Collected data
--------------------------------

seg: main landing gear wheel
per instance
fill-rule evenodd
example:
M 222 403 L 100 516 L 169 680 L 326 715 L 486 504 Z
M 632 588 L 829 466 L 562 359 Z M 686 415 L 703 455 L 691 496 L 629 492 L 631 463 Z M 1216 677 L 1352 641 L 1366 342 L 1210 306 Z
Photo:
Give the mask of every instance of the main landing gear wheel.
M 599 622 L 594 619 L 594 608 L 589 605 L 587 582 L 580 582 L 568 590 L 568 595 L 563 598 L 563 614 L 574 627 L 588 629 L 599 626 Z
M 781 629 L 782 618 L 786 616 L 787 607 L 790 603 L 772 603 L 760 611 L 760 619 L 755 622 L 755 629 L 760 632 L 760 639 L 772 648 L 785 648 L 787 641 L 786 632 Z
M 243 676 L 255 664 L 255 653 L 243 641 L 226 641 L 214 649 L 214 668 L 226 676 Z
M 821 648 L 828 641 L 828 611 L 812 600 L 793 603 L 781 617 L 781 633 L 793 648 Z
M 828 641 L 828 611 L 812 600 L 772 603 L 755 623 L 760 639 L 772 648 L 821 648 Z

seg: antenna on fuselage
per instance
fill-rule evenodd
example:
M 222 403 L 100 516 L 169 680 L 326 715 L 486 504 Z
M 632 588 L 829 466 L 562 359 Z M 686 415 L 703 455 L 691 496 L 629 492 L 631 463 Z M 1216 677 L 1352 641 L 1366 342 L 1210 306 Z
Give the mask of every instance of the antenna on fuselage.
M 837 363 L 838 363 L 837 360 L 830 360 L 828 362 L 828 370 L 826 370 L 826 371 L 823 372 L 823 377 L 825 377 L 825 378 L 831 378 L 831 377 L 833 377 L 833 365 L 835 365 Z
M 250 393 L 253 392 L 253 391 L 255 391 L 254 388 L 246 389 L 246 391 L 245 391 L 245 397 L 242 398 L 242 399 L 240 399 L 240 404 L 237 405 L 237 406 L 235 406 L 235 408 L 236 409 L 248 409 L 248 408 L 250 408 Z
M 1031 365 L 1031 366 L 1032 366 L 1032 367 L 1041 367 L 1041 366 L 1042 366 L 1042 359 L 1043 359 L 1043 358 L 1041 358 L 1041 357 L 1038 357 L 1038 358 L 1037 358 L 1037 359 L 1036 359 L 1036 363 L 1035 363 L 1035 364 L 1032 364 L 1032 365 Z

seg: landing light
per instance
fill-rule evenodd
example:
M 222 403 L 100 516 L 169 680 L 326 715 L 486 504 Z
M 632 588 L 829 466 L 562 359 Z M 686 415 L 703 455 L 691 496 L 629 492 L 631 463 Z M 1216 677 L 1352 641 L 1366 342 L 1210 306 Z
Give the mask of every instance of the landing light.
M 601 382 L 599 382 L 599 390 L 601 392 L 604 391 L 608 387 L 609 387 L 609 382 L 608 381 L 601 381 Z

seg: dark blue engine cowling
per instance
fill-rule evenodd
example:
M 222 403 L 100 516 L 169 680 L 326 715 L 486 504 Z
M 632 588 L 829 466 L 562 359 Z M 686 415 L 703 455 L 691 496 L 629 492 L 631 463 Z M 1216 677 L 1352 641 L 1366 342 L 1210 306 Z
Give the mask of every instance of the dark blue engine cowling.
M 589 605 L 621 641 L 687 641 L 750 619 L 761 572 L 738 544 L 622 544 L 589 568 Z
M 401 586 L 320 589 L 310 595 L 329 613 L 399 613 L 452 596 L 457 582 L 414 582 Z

--------------------------------

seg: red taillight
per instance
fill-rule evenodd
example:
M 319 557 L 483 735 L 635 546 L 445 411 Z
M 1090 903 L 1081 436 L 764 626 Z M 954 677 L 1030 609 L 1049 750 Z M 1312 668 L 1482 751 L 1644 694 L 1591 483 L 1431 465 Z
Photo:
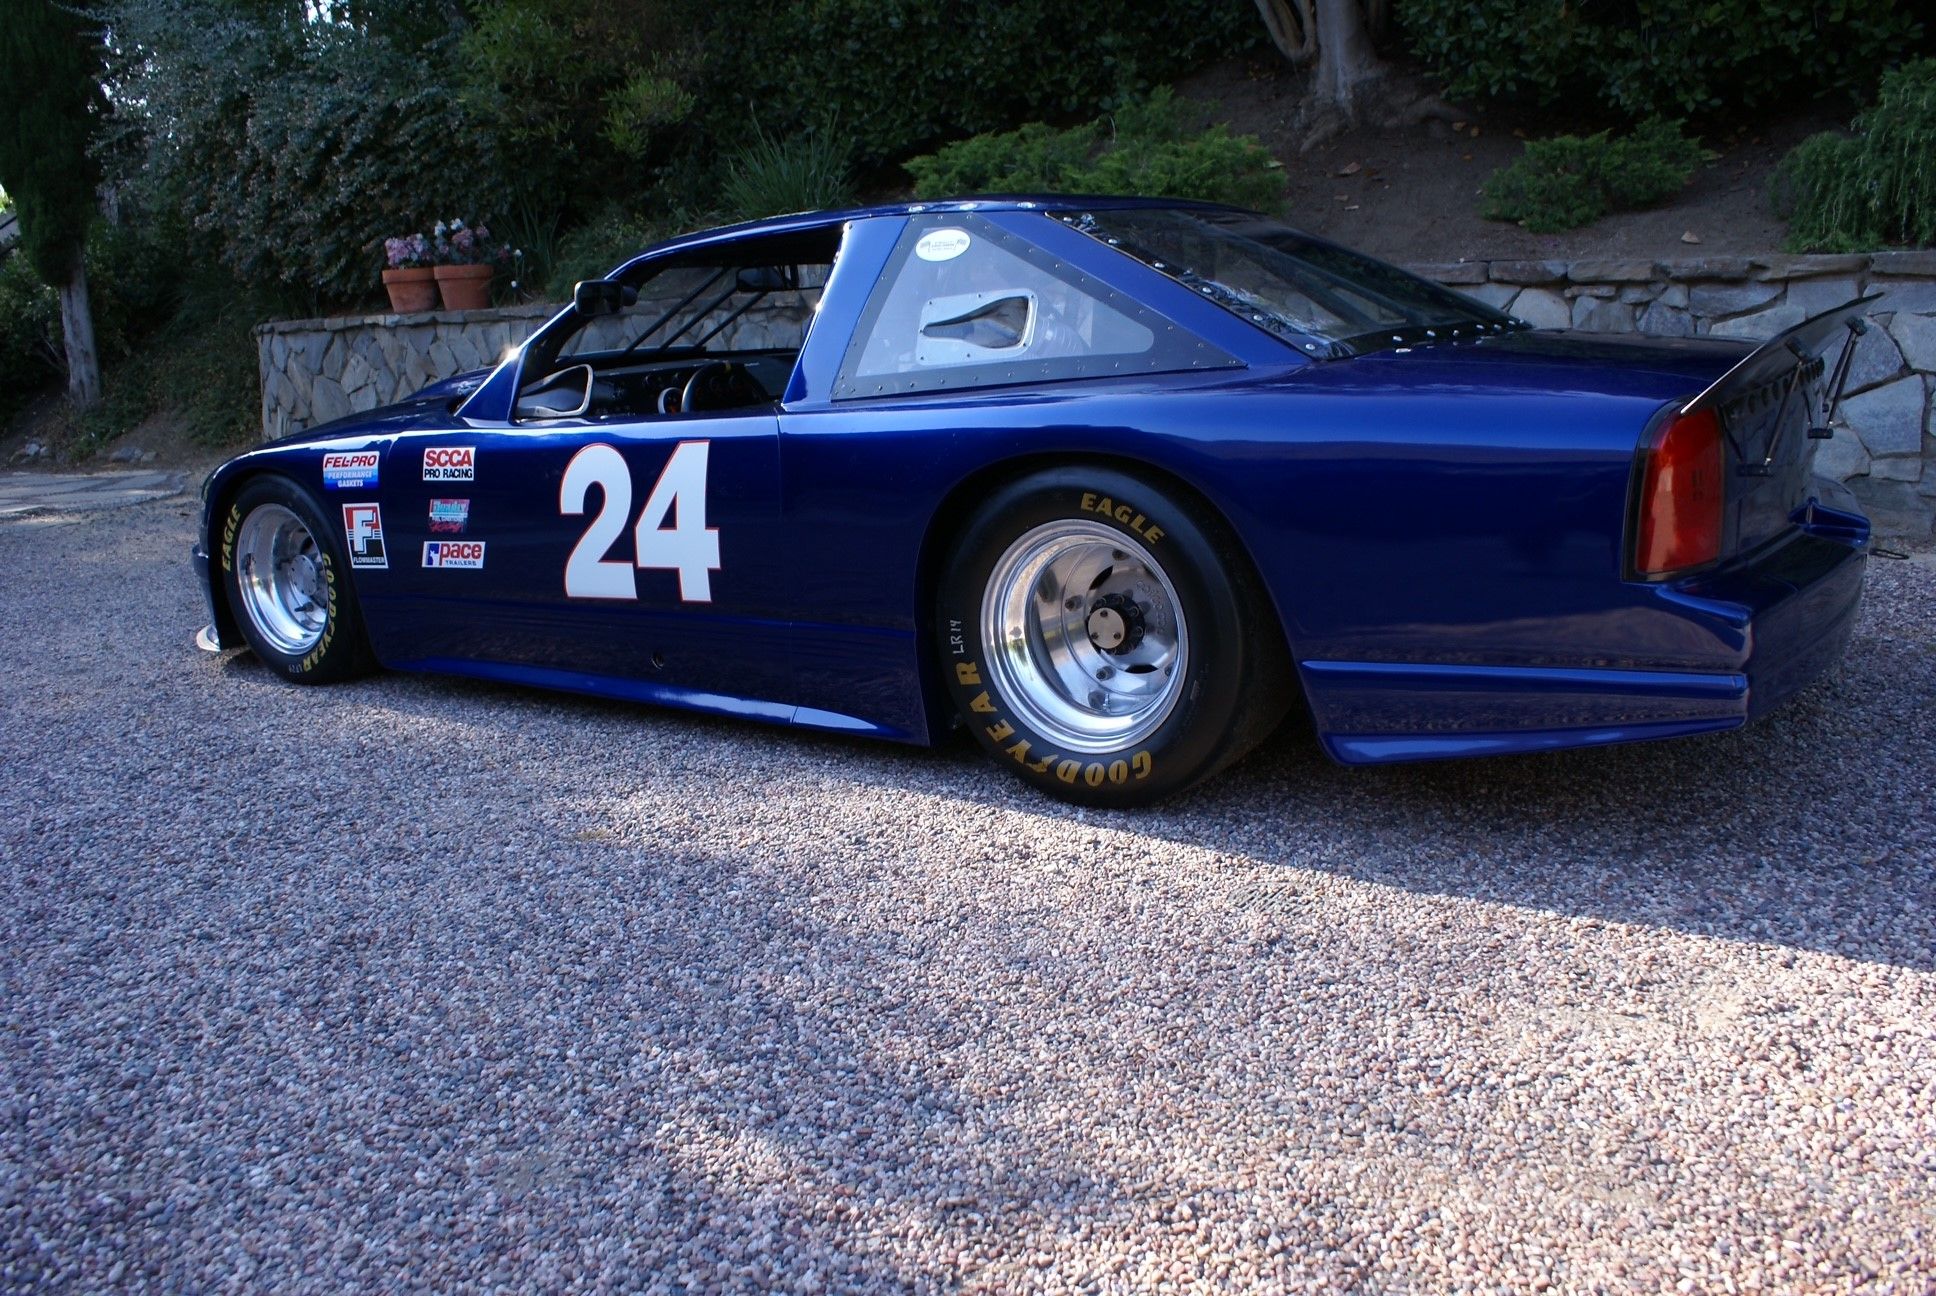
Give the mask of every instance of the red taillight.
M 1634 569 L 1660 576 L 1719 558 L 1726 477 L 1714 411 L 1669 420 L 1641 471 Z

--------------------------------

(Assigned task) Could you restate word for word the lines above from the one containing "seg: main landing gear wheel" through the one containing "seg: antenna on fuselage", both included, and nothing else?

(Response area)
seg: main landing gear wheel
per instance
fill-rule evenodd
example:
M 222 403 L 100 516 L 169 680 L 326 715 L 486 504 Z
M 632 588 L 829 466 L 562 359 Z M 686 415 L 703 455 L 691 496 L 629 492 L 631 463 Z M 1216 677 L 1352 641 L 1366 342 L 1210 306 Z
Photo:
Give the mask of every instance of the main landing gear wheel.
M 599 622 L 594 619 L 594 608 L 589 605 L 587 582 L 580 582 L 568 590 L 568 595 L 563 598 L 563 614 L 574 627 L 588 629 L 599 626 Z
M 781 629 L 782 618 L 786 616 L 787 607 L 790 603 L 772 603 L 760 611 L 760 619 L 755 622 L 755 629 L 760 632 L 760 639 L 772 648 L 785 648 L 787 641 L 786 632 Z
M 243 676 L 255 664 L 255 653 L 243 641 L 226 641 L 214 649 L 214 668 L 226 676 Z
M 821 648 L 828 641 L 828 611 L 812 600 L 793 603 L 781 617 L 781 633 L 793 648 Z
M 828 641 L 828 611 L 812 600 L 772 603 L 755 623 L 760 639 L 772 648 L 821 648 Z

seg: antenna on fuselage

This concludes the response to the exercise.